- **Exercise requirements**
Line count for "point": tally the lines of the records below that contain it, and give only that number.

Top of Data provided

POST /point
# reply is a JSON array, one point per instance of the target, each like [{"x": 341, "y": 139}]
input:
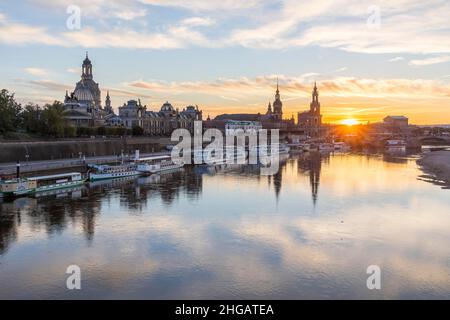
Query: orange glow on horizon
[{"x": 349, "y": 122}]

Bottom of Data provided

- **Exercise response**
2